Format the records below as a numbered list, leaving out blank lines and the pictures.

[start Records supplied]

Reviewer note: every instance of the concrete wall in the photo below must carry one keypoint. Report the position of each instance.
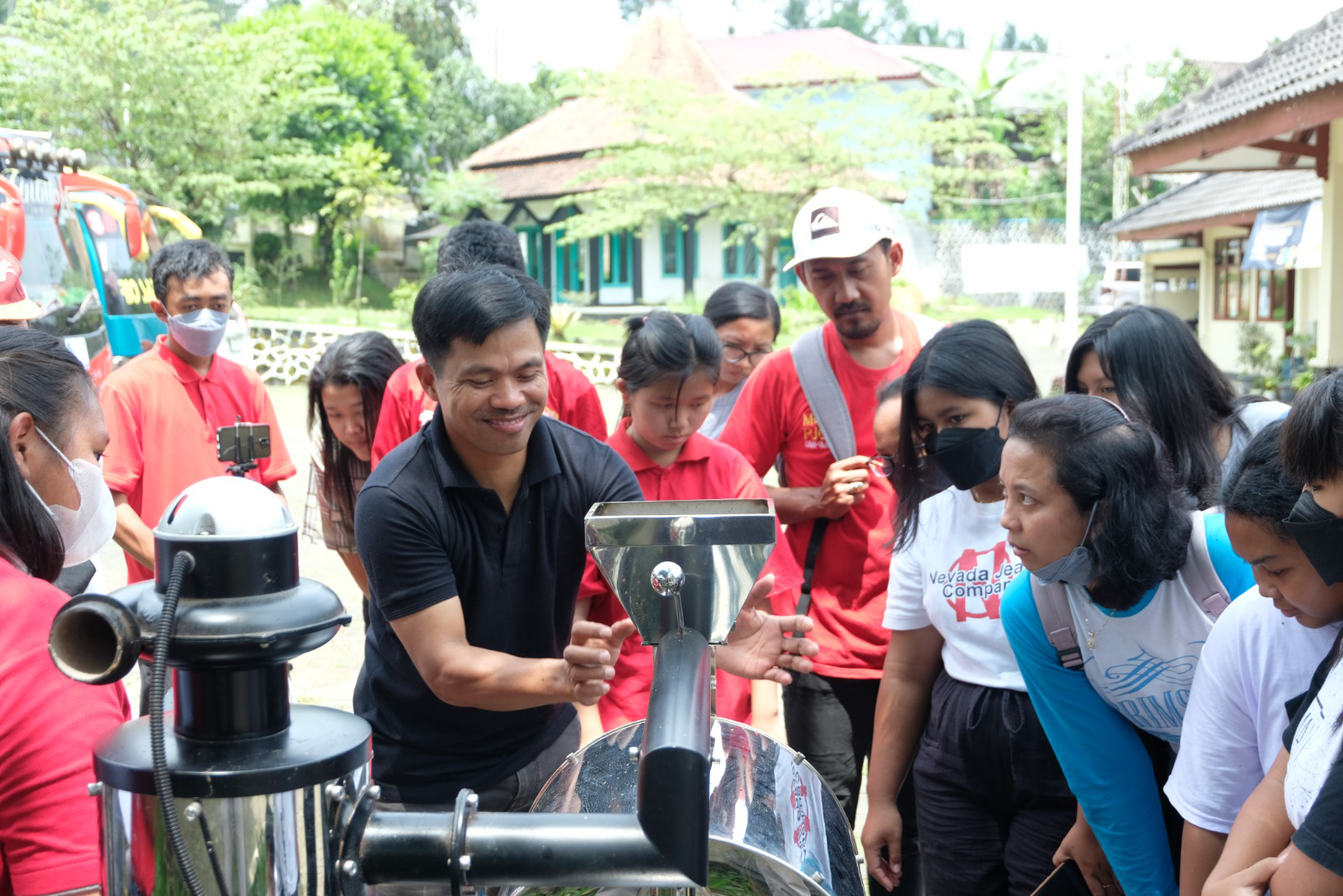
(657, 287)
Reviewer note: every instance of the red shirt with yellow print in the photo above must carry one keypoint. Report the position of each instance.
(704, 470)
(406, 408)
(161, 420)
(849, 582)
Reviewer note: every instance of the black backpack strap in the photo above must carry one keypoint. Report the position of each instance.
(823, 394)
(1058, 618)
(809, 565)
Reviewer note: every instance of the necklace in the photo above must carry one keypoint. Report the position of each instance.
(1092, 636)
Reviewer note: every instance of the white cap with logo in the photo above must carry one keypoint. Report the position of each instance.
(839, 223)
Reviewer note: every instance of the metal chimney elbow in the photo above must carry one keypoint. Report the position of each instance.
(94, 638)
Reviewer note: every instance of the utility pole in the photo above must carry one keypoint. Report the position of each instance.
(1074, 192)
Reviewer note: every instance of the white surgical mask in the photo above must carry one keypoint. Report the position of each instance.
(201, 333)
(85, 530)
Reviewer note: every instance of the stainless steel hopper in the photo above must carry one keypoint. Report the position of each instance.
(720, 548)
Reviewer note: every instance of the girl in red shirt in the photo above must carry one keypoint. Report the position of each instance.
(54, 510)
(666, 376)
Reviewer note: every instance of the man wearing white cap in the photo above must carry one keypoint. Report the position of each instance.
(837, 510)
(15, 305)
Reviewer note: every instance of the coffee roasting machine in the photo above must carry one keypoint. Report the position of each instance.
(237, 792)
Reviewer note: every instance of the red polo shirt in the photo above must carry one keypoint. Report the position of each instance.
(849, 582)
(705, 470)
(161, 416)
(406, 408)
(49, 723)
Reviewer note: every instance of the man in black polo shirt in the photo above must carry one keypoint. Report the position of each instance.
(472, 534)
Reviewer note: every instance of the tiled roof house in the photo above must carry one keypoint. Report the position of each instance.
(547, 159)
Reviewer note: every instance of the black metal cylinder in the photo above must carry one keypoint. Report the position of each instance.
(228, 705)
(406, 847)
(675, 762)
(230, 566)
(514, 849)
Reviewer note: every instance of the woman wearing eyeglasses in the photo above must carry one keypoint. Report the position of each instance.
(745, 318)
(993, 804)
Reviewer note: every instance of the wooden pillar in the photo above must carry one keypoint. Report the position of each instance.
(595, 268)
(689, 242)
(637, 270)
(1329, 352)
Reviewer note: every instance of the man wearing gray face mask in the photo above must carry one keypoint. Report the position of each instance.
(165, 405)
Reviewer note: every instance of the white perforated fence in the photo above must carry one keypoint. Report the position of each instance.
(948, 239)
(286, 352)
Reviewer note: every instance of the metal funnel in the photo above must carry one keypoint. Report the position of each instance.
(720, 548)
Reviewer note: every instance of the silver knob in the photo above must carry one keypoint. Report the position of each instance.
(668, 578)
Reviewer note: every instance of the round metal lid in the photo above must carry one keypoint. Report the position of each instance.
(225, 508)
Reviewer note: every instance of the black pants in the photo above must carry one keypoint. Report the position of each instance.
(829, 721)
(993, 802)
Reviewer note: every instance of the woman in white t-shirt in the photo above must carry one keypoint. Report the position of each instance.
(1148, 361)
(991, 800)
(1288, 836)
(1256, 659)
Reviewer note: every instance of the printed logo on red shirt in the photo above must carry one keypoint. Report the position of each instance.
(975, 582)
(812, 436)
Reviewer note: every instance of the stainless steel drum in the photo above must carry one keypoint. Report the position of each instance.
(273, 844)
(776, 829)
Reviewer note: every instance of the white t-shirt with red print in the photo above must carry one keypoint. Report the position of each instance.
(953, 577)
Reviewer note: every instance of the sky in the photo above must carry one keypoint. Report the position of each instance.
(510, 38)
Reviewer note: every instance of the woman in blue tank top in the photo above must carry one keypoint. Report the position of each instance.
(1095, 517)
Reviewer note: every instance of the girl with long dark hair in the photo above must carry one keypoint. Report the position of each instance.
(54, 510)
(1259, 656)
(991, 801)
(1130, 580)
(1289, 835)
(668, 367)
(1148, 362)
(745, 317)
(344, 400)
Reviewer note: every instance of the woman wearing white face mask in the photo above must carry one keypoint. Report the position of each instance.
(54, 508)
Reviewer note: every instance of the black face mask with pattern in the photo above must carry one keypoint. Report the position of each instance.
(967, 455)
(1320, 535)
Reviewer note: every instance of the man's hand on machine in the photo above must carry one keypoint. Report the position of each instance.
(759, 647)
(590, 658)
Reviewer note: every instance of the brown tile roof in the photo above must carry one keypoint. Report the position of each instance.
(806, 56)
(1307, 62)
(1217, 196)
(541, 180)
(661, 49)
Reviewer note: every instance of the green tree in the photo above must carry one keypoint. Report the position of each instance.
(879, 20)
(109, 76)
(1011, 39)
(732, 159)
(467, 109)
(382, 83)
(331, 81)
(226, 9)
(978, 148)
(1179, 76)
(363, 179)
(434, 27)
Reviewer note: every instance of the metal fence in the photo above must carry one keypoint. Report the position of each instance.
(948, 237)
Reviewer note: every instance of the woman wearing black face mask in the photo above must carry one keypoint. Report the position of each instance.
(1108, 628)
(1289, 833)
(991, 801)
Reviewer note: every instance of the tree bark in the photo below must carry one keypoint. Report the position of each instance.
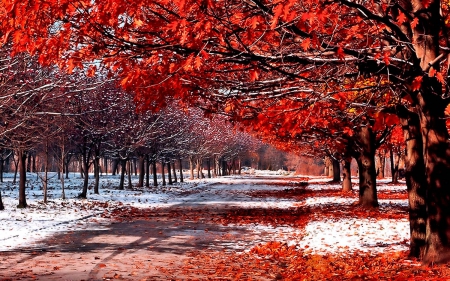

[end Records supplied]

= The response =
1. Reviewer note: every instance of the concrete wall in the photo below must carry one keypoint. Report the position of each instance.
2. (657, 287)
3. Reviewer note: every instance of the red shirt with yellow print in the photo above must carry one keypoint. Report the position of each instance.
4. (704, 470)
5. (406, 408)
6. (161, 420)
7. (849, 582)
8. Reviewer note: every instance of the black backpack strap in the photo above must carry one keypoint. Report the position of each instance.
9. (823, 394)
10. (1058, 618)
11. (809, 565)
12. Reviewer note: every instance of the necklace in the photo above must carry one keypoint. Report the position of each instance.
13. (1092, 636)
14. Reviewer note: every instance of the white cap with logo in the photo above must carry one keypoint. Report the position of each instance.
15. (839, 223)
16. Reviewer note: every instance of the metal chimney elbow in the photo above must carry one keypoint. Report the position of each instance.
17. (94, 638)
18. Reviewer note: every instance of the utility pole in the photo above must carry one keypoint. Report the position of each instance.
19. (1074, 192)
20. Reviewer note: every instance of the white surgical mask in the photo above must carry one keypoint. Report the position of each instance.
21. (201, 333)
22. (85, 530)
23. Reviewer note: every instance of the stainless steel hopper in the photo above must carry one keypoint. Report the position of each instance.
24. (720, 548)
25. Reviewer note: every instance of the girl in red shirt in the photo above must carry one keypoint. Report the position of each instance.
26. (54, 510)
27. (666, 376)
28. Reviewer note: every instance of the man wearing white cap in the photo above must carry one keypoint. Report the position of each instance.
29. (837, 510)
30. (15, 305)
31. Reviewer note: every instance of the coffee roasting machine in the photo above must carry one keypoint. Report the position of each instance.
32. (237, 792)
33. Reviewer note: every instance of the red polo shirt in the photo above must carry one keypoint. Report the position of each instance.
34. (849, 582)
35. (705, 470)
36. (161, 416)
37. (406, 408)
38. (49, 723)
39. Reviewer note: every instance of the man in black polo shirt in the photo above must carry one keypoint. Report the position of each instance.
40. (472, 534)
41. Reviewer note: every instance of the tiled roof house in the photo above must carry one keypoint. Report the position of each instance.
42. (547, 159)
43. Reviewer note: every instance of the black metal cylinder in the photo above must carry one keypoint. Report the position of each instance.
44. (228, 705)
45. (406, 847)
46. (675, 762)
47. (230, 566)
48. (514, 849)
49. Reviewer note: every instance of the woman wearing eyeglasses in the photo above must carry one keypoint. Report the position of each instance.
50. (745, 318)
51. (993, 804)
52. Reviewer note: every instance of the wooden pillar in the photo above must carry one keypoint. Report the position of each instance.
53. (595, 268)
54. (689, 242)
55. (637, 270)
56. (1329, 352)
57. Reviewer note: every instance of the man wearing gray face mask in the photo above must carry one keypoint. Report the position of each instance.
58. (165, 405)
59. Reviewer note: every instance of the white perforated fence in the photo above must carry one keypoint. Report the position of each instance.
60. (948, 239)
61. (286, 352)
62. Reviewer note: every instance of the metal funnel in the photo above must carry one keypoint. Report the position of each instance.
63. (720, 548)
64. Reviewer note: every instance of the silver knob in the photo above must carry one keypoint. Report the position of each instance.
65. (668, 578)
66. Reviewer note: every instance of the round metal lid in the photo above must carry one keypoint. Report the position of each instance.
67. (225, 508)
68. Reviewer note: every instance of the black pants in the photo above must carry one keypoint. Report the position of each instance.
69. (829, 721)
70. (993, 802)
71. Reviewer note: every instance of the woman in white t-shirt in the photo above must carry one keypoint. Report the position of each instance.
72. (1148, 361)
73. (991, 800)
74. (1288, 836)
75. (1256, 659)
76. Reviewer note: every instance of the printed logo on red shirt in the photo above must carry one keypoint. Report the position of each instance.
77. (975, 582)
78. (812, 436)
79. Reviewer note: every instance of the stainless steel drum in the photo above must carry one keypoint. Report the position of each instance.
80. (273, 844)
81. (776, 829)
82. Reviewer note: every instance of the white t-shirt with red print in the photo above must carry one keypoint. Report the position of each instance.
83. (953, 577)
84. Reviewer note: every instance of the sky in the photo above must carry one keypoint. Report the position of each instance.
85. (510, 38)
86. Reviewer note: every instance of the woman in blue tank top in the photo above must carry one keypoint. Report the position of each instance.
87. (1095, 517)
88. Reviewer note: every instance of the girl with long dark hair in the photo above must carry one keypoint. Report the position of each instance.
89. (54, 510)
90. (1259, 656)
91. (991, 801)
92. (1130, 580)
93. (1289, 835)
94. (668, 367)
95. (1148, 362)
96. (745, 317)
97. (344, 400)
98. Reviewer note: every instance of the woman wearing white face mask in the photo above must carry one keypoint. Report the position of each instance.
99. (54, 508)
100. Reviewer note: every instance of the black face mask with pattern in the photo above must carry one keypoint. Report the position of each instance.
101. (967, 455)
102. (1320, 535)
103. Reviewer note: every instance of the man's hand on machine in the photo above must carry one keypoint. Report the position of each instance.
104. (759, 647)
105. (590, 658)
106. Reviewer note: every instance of the brown tile roof in the photo above must carry one keypoint. Report the position of each instance.
107. (806, 56)
108. (1307, 62)
109. (1217, 196)
110. (541, 180)
111. (661, 49)
112. Reviewer note: every instance of the green tree in the photo above must carry one keypoint. Report the position of each instance.
113. (879, 20)
114. (109, 76)
115. (1011, 39)
116. (732, 159)
117. (467, 109)
118. (382, 83)
119. (331, 81)
120. (226, 9)
121. (978, 148)
122. (1179, 76)
123. (363, 179)
124. (434, 27)
125. Reviewer note: every instance of the metal fence in the photo above must carry one keypoint. Report the position of each instance.
126. (948, 237)
127. Reviewer note: every instance of the woman wearing black face mask in the photo above must carry one keypoint. Report the position of each instance.
128. (1108, 628)
129. (1289, 833)
130. (991, 801)
131. Reviewer note: every instance of the tree bark in the photo below must carry one keypoint. Report the position of each instance.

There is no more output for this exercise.